Of the lines listed below, return exactly those that run from the line containing "Task: indicate the calm" through the line containing "Task: indicate the wet sand", both included.

>>>

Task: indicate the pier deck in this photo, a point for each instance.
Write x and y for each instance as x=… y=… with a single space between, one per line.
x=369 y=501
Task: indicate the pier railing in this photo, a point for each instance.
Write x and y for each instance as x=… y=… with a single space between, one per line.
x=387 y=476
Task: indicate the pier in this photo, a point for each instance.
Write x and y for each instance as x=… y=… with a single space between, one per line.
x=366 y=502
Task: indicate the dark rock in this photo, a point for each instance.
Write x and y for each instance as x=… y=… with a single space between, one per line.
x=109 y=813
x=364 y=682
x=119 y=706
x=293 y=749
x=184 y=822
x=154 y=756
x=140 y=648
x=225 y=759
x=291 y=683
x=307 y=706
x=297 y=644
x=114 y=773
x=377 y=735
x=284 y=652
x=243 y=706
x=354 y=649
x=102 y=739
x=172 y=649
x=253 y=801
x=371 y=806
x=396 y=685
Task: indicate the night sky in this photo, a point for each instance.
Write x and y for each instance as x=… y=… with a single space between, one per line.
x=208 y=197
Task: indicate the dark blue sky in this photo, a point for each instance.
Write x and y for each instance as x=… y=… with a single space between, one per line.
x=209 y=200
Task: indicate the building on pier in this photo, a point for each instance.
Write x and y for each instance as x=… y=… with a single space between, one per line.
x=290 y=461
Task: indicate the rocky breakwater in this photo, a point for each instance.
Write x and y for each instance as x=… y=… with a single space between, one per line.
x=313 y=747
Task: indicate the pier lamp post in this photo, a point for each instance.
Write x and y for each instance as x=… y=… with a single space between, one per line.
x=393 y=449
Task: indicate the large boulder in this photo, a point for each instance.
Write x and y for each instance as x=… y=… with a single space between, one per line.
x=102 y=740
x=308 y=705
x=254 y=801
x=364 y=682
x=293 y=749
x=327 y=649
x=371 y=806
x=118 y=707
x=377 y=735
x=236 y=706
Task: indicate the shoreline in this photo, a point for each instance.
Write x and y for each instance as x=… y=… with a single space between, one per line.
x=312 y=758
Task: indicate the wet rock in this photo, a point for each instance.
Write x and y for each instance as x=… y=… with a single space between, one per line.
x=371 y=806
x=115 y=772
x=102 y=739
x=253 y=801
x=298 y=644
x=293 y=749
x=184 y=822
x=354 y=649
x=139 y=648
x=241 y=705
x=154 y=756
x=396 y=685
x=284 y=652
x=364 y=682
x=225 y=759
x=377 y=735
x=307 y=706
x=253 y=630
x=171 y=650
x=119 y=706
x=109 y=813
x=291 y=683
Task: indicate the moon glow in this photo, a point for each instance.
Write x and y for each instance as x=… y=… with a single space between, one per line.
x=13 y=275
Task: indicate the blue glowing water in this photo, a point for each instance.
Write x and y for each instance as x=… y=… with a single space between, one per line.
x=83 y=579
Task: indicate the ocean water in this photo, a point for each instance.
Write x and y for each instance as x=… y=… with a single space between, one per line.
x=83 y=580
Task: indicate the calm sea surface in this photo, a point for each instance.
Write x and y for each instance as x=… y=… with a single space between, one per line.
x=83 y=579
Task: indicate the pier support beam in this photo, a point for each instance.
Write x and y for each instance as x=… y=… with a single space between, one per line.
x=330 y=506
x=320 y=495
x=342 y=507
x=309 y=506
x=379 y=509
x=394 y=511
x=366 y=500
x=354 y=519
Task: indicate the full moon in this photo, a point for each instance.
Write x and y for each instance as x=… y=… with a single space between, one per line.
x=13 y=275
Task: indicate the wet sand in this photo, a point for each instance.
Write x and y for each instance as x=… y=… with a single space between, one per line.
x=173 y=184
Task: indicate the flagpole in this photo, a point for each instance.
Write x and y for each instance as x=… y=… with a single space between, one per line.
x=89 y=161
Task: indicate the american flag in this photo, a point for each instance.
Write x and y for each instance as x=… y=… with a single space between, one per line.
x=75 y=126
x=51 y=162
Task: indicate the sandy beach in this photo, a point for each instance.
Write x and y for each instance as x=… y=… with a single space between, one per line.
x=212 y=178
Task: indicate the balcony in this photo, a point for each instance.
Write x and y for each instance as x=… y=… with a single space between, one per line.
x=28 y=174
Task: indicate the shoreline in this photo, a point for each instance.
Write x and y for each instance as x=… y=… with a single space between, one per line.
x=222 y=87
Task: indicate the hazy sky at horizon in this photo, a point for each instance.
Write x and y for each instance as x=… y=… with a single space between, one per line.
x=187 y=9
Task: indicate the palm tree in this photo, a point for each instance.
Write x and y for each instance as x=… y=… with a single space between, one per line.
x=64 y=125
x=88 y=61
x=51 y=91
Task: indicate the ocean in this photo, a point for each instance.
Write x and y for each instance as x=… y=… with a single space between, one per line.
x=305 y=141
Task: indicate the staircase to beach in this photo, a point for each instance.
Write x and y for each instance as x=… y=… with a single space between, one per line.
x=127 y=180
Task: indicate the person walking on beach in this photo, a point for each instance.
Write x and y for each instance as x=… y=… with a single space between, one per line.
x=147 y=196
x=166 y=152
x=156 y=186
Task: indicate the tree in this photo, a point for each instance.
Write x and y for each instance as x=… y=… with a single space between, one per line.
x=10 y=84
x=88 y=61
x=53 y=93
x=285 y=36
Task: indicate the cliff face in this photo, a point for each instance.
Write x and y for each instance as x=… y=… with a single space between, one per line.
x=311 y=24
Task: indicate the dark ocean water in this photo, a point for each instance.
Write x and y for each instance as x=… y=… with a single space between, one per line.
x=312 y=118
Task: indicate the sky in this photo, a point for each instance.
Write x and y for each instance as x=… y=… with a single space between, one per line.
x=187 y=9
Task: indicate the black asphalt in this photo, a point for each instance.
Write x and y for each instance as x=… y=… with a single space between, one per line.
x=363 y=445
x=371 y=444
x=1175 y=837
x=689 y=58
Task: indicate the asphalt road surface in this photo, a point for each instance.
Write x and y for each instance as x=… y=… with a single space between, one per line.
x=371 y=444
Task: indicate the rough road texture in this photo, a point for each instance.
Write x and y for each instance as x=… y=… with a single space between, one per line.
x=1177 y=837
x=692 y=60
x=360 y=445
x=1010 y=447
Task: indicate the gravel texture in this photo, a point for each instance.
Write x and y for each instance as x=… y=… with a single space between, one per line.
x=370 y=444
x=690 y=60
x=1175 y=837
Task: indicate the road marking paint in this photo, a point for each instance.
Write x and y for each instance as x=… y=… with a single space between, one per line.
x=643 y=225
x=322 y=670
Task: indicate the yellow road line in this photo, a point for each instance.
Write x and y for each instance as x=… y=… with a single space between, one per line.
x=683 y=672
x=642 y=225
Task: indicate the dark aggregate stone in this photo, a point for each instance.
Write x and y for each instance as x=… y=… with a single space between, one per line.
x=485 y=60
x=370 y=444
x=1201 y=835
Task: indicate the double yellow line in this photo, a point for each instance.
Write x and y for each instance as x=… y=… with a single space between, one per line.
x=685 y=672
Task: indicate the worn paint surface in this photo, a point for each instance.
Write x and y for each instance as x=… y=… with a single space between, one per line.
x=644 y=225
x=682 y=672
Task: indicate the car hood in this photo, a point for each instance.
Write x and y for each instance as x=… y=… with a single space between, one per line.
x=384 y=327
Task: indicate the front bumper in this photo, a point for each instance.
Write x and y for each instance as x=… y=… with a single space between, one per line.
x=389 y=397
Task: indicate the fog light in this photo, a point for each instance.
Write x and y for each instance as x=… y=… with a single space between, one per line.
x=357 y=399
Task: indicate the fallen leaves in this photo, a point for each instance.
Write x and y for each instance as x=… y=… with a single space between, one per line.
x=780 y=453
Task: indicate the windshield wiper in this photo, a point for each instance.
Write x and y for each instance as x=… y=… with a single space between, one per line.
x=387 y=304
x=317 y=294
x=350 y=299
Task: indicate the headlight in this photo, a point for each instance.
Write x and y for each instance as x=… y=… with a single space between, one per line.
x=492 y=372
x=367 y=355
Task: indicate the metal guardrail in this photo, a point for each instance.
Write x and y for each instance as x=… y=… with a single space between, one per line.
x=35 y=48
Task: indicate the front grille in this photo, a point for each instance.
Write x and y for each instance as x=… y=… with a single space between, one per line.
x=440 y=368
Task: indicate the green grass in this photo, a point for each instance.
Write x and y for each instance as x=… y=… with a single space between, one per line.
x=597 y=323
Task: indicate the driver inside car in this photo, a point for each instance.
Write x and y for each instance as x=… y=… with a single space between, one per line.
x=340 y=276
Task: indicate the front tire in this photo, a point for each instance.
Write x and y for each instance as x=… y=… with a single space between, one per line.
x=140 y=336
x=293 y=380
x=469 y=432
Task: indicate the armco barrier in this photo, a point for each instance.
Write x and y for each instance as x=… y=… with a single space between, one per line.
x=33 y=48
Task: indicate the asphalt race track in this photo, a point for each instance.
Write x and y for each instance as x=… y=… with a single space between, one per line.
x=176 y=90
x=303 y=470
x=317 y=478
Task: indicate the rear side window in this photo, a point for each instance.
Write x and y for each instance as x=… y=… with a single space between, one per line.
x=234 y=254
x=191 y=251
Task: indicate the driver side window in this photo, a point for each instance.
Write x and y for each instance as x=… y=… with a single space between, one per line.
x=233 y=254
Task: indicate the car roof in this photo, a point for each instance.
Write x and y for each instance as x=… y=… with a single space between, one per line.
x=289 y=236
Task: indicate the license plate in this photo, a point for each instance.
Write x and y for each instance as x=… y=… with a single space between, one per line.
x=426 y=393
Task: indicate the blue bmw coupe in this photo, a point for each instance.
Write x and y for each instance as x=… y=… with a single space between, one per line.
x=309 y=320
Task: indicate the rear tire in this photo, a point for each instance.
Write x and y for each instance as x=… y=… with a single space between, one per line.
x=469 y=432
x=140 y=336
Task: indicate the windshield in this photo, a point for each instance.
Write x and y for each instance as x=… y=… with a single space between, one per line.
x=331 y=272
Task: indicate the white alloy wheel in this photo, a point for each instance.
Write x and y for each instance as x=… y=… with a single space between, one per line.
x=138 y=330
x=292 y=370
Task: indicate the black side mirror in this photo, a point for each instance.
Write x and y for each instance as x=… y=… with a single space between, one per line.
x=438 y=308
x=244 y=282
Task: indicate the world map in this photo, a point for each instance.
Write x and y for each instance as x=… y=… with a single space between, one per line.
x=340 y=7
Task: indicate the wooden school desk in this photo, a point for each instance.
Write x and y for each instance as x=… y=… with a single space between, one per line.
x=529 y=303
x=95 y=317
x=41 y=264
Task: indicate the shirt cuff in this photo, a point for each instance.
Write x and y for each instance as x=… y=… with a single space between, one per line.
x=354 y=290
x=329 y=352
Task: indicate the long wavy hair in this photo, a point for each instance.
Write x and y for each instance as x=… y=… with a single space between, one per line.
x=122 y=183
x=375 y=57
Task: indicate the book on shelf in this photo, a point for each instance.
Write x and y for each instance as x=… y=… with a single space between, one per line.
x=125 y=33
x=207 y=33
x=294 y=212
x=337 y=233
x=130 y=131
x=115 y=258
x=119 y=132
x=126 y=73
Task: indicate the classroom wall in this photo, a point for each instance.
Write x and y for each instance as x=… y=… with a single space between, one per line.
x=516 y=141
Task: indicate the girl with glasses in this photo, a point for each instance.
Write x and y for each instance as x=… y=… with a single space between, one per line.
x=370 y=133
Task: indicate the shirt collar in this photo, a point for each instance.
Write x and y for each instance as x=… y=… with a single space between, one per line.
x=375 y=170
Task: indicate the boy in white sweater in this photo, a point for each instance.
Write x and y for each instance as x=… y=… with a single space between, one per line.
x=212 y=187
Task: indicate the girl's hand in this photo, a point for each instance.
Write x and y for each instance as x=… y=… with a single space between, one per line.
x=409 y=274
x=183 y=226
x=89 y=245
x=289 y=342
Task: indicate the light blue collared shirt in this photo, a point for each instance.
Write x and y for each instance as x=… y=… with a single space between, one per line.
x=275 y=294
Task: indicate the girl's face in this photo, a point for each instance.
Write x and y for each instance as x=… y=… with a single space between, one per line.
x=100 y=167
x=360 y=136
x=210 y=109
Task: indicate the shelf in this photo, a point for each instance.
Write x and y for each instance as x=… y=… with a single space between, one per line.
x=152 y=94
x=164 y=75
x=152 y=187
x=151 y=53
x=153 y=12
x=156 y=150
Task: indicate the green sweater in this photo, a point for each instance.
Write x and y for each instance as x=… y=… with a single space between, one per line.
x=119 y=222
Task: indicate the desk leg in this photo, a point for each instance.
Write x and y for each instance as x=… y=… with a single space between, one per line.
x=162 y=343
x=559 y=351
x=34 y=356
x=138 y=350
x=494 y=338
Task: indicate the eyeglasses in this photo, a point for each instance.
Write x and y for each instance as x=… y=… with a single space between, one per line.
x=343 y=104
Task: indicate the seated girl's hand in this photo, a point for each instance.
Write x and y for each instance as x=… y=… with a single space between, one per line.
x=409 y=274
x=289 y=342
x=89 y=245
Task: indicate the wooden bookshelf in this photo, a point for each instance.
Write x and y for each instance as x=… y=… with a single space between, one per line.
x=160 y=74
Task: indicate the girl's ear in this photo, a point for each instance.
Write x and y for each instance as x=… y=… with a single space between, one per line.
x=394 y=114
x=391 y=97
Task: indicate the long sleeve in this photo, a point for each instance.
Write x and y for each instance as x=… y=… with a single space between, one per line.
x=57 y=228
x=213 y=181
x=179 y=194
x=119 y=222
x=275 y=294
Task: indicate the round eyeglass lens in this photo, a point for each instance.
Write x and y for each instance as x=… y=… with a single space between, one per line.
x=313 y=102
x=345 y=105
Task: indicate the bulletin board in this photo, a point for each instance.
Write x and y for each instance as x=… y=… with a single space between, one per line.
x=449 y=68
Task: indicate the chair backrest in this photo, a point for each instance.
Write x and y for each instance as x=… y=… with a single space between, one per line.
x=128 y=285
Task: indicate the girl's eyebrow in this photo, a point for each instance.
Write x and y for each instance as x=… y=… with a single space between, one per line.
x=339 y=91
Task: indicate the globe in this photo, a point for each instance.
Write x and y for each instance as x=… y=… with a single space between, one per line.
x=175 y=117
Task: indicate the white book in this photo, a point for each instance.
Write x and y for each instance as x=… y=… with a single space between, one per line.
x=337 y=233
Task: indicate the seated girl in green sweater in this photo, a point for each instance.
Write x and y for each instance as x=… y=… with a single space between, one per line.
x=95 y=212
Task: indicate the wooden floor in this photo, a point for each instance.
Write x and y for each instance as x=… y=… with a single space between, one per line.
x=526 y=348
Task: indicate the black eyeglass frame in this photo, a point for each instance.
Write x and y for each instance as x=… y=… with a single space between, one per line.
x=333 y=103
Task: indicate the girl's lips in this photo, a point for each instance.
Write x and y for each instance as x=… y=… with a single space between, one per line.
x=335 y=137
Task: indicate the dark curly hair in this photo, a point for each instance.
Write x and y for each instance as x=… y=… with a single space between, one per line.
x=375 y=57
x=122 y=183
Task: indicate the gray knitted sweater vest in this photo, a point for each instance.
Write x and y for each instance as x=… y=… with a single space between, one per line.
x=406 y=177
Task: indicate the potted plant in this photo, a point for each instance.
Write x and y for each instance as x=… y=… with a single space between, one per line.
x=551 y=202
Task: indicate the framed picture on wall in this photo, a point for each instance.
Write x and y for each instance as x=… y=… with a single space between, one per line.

<<<

### Response to this task:
Task: indicate the calm sea surface in this photo, a point for each instance.
Write x and y for each instance as x=… y=… with a single space between, one per line.
x=83 y=579
Task: indicate the pier support beam in this photo, a point for each instance.
Write x and y for each instance as x=… y=… with a single space between, one per line.
x=330 y=506
x=320 y=495
x=342 y=507
x=309 y=506
x=379 y=509
x=394 y=511
x=366 y=500
x=354 y=519
Task: indicate the full moon in this photo, a point for each instance.
Write x and y for each instance as x=… y=… with a single space between, one per line.
x=13 y=275
Task: indicate the wet sand in this photo, a point for each instance.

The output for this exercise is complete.